TASK DIRECTIONS
Repeat the data exactly, leaving out any image.

DATA RECORDS
--- START ---

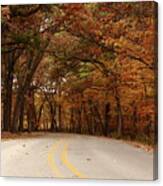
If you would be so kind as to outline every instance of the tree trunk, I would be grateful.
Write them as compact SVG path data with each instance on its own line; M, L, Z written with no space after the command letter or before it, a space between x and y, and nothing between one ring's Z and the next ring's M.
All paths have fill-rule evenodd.
M71 108L71 116L70 116L70 132L74 132L74 109Z
M94 123L93 123L93 105L92 105L92 100L88 100L88 108L89 108L89 125L88 125L88 129L89 129L89 134L94 134Z
M79 134L81 134L81 126L82 126L82 124L81 124L81 112L82 112L82 110L81 110L82 108L78 108L77 109L77 133L79 133Z
M42 50L45 49L47 46L48 46L48 43L45 43L45 46L42 48ZM36 52L35 56L30 56L30 59L27 62L28 68L27 68L26 74L24 76L24 79L22 80L22 84L19 85L17 98L16 98L16 104L14 107L13 119L12 119L12 126L13 126L12 131L13 132L17 132L19 129L18 119L19 119L21 104L23 102L25 94L27 93L27 91L30 87L32 78L34 76L34 73L35 73L38 65L40 64L43 54L44 53L41 50L38 50ZM34 54L32 54L32 55L34 55Z
M21 111L20 111L20 116L19 116L19 131L23 131L24 127L23 127L23 122L24 122L24 102L21 105Z
M132 126L133 126L134 135L137 133L136 124L137 124L137 107L136 105L133 105Z
M118 95L115 96L116 99L116 106L117 106L117 133L118 137L120 138L123 133L123 117L122 117L122 108L121 108L121 102Z
M55 120L55 108L53 104L50 104L50 117L51 117L51 132L56 132L56 120Z
M7 55L7 65L4 80L4 104L3 104L3 123L4 130L11 130L11 110L12 110L12 86L13 86L13 71L14 71L14 61L13 54L9 53Z
M104 109L104 135L108 136L109 133L109 113L110 113L110 103L105 104Z
M57 131L61 130L61 122L62 122L62 115L61 115L61 104L60 104L60 98L61 98L61 89L60 89L60 79L58 79L57 82L57 105L56 105L56 123L57 123Z
M44 101L43 101L43 103L41 104L41 106L39 108L38 117L37 117L36 130L38 130L38 128L39 128L39 124L40 124L40 119L41 119L41 116L42 116L43 107L44 107Z

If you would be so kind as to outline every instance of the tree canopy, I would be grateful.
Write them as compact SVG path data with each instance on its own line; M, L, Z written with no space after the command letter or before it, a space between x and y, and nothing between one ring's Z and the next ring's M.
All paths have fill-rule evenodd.
M1 11L3 130L154 141L154 2L6 5Z

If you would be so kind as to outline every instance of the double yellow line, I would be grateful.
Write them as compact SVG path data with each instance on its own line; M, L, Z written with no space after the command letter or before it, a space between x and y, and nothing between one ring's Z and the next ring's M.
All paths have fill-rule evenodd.
M55 153L56 150L58 149L58 146L61 144L61 141L58 142L57 144L54 144L49 153L48 153L48 162L49 162L49 166L51 167L52 171L55 173L55 175L59 178L64 178L66 176L64 176L61 171L59 170L59 168L57 167L54 157L55 157ZM72 164L69 162L68 160L68 144L64 144L63 146L63 151L61 153L61 161L62 163L78 178L86 178L86 176L79 172L79 170Z
M55 163L55 160L54 160L54 155L55 155L56 149L59 146L59 144L60 143L54 144L50 148L50 151L48 153L48 162L49 162L49 166L51 167L52 171L55 173L56 177L62 178L63 175L60 172L60 170L58 169L58 167Z

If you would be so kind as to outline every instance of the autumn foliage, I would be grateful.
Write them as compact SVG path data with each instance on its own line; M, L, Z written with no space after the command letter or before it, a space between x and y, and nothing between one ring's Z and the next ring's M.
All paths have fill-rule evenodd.
M2 6L2 130L154 144L154 2Z

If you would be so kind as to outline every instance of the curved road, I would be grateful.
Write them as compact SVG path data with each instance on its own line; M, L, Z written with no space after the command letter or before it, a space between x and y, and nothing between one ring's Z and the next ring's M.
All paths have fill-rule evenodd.
M153 153L122 141L76 134L2 140L1 175L153 179Z

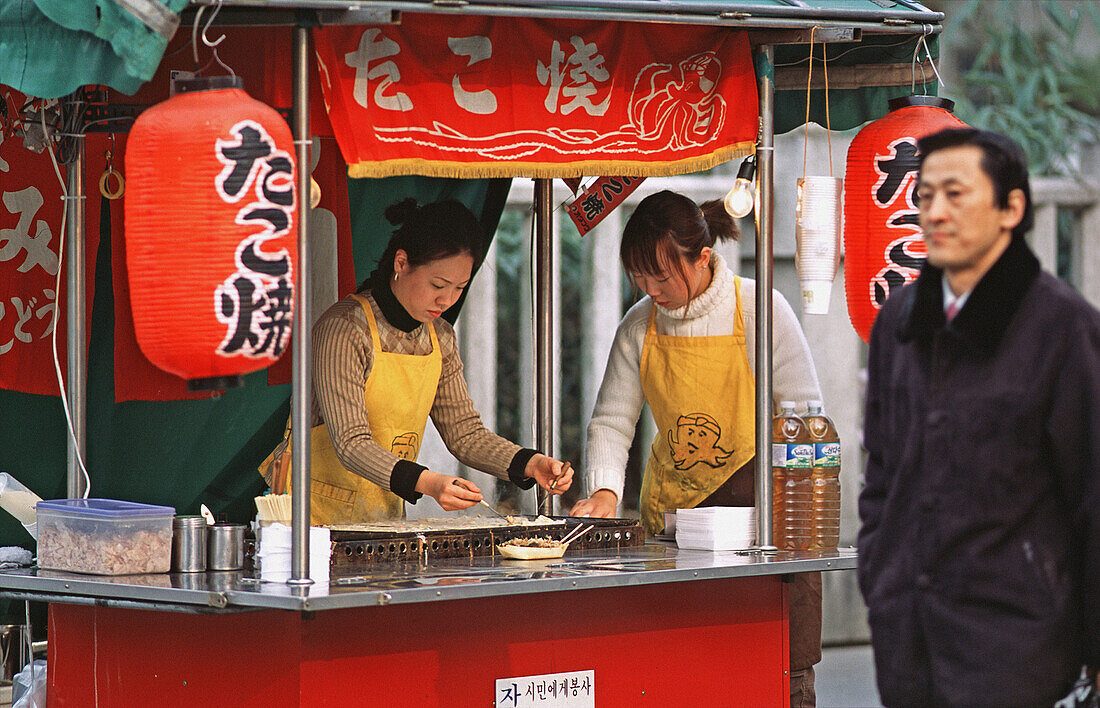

--- END ---

TASK RESULT
If you would be so kind as to outline every instance of the tree trunk, I would be grateful.
Write them as compact SVG path data with each instance on its own line; M, L, Z written with no space after the command letter or before it, a space between x and y, and nothing between one ring's Z and the next ring's M.
All paths have fill-rule evenodd.
M71 108L71 116L70 116L70 132L74 132L74 109Z
M94 123L93 123L93 105L92 105L92 100L88 100L88 108L89 108L89 125L88 125L88 129L89 129L89 134L94 134Z
M79 134L81 134L81 126L82 126L82 124L81 124L81 112L82 112L82 110L81 110L82 108L78 108L77 109L77 133L79 133Z
M42 50L45 49L47 46L48 46L48 43L45 43L45 46L42 48ZM36 52L35 56L30 56L30 59L27 62L28 68L27 68L26 74L24 76L24 79L22 80L22 84L19 85L17 98L16 98L16 104L14 107L13 119L12 119L12 126L13 126L12 131L13 132L17 132L19 129L18 119L19 119L21 104L23 102L25 94L27 93L27 91L30 87L32 78L34 76L34 73L35 73L38 65L40 64L43 54L44 53L41 50L38 50ZM34 54L32 54L32 55L34 55Z
M21 111L20 111L20 116L19 116L19 131L23 131L24 127L23 127L23 122L24 122L24 102L21 105Z
M132 126L133 126L134 135L137 133L136 124L137 124L137 107L136 105L133 105Z
M118 95L115 96L116 99L116 106L117 106L117 133L118 137L120 138L123 133L123 117L122 117L122 108L121 108L121 102Z
M55 120L55 108L53 104L50 104L50 117L51 117L51 132L56 132L56 120Z
M7 55L7 65L4 80L4 104L3 104L3 123L4 130L11 130L11 110L12 110L12 86L13 86L13 71L14 71L14 61L13 54L9 53Z
M104 109L104 135L108 136L109 133L109 113L110 113L110 103L105 104Z
M57 131L61 130L61 122L62 122L62 115L61 115L61 104L60 104L60 98L61 98L61 89L60 89L60 79L58 79L57 82L57 105L56 105L56 123L57 123Z
M44 101L43 101L43 103L41 104L41 106L39 108L38 117L37 117L36 130L38 130L38 128L39 128L39 124L40 124L40 119L41 119L41 116L42 116L43 107L44 107Z

If you would be so kind as to outline every instance of the tree canopy, I would be grateful.
Write them as compact SVG path data with each instance on its own line; M, L, Z written with no space after the command letter or before it, a space between x and y, and nothing between one ring's Z and the next ring's M.
All paths have fill-rule evenodd.
M1 11L3 130L154 141L154 2L6 5Z

If you would be so kind as to outline every instance of the double yellow line, I would be grateful.
Write them as compact SVG path data with each instance on its own line; M, L, Z written with no space after the command letter or before it, a space between x and y, and nothing between one ring's Z and the next ring's M.
All paths have fill-rule evenodd.
M55 153L56 150L58 149L58 146L61 144L61 141L58 142L57 144L54 144L49 153L48 153L48 162L49 162L49 166L51 167L52 171L55 173L55 175L59 178L64 178L66 176L64 176L61 171L59 170L59 168L57 167L54 157L55 157ZM72 164L69 162L68 160L68 144L64 144L63 146L63 151L61 153L61 161L62 163L78 178L86 178L86 176L79 172L79 170Z
M55 163L55 160L54 160L54 155L55 155L56 149L59 146L59 144L60 143L54 144L50 148L50 151L48 153L48 162L49 162L49 166L51 167L52 171L55 173L56 177L62 178L63 175L60 172L60 170L58 169L58 167Z

If you would be so kind as to outline every instance of the autumn foliage, I would be grateful.
Write them as compact SVG path data with each instance on its own line; M, L, Z written with no space after the command letter or before it, a space between x and y, and nothing between one ring's Z and the next ring's M.
All paths have fill-rule evenodd.
M2 6L2 130L154 144L154 2Z

If you would be so kind as to outline every instance of the curved road, I would be grateful.
Write them as compact SVG path data with each instance on its own line; M, L, Z written with no space after the command letter or before it, a space between x and y, and nothing between one ring's Z and the next ring's M.
All paths have fill-rule evenodd.
M153 153L122 141L76 134L2 140L1 175L153 179Z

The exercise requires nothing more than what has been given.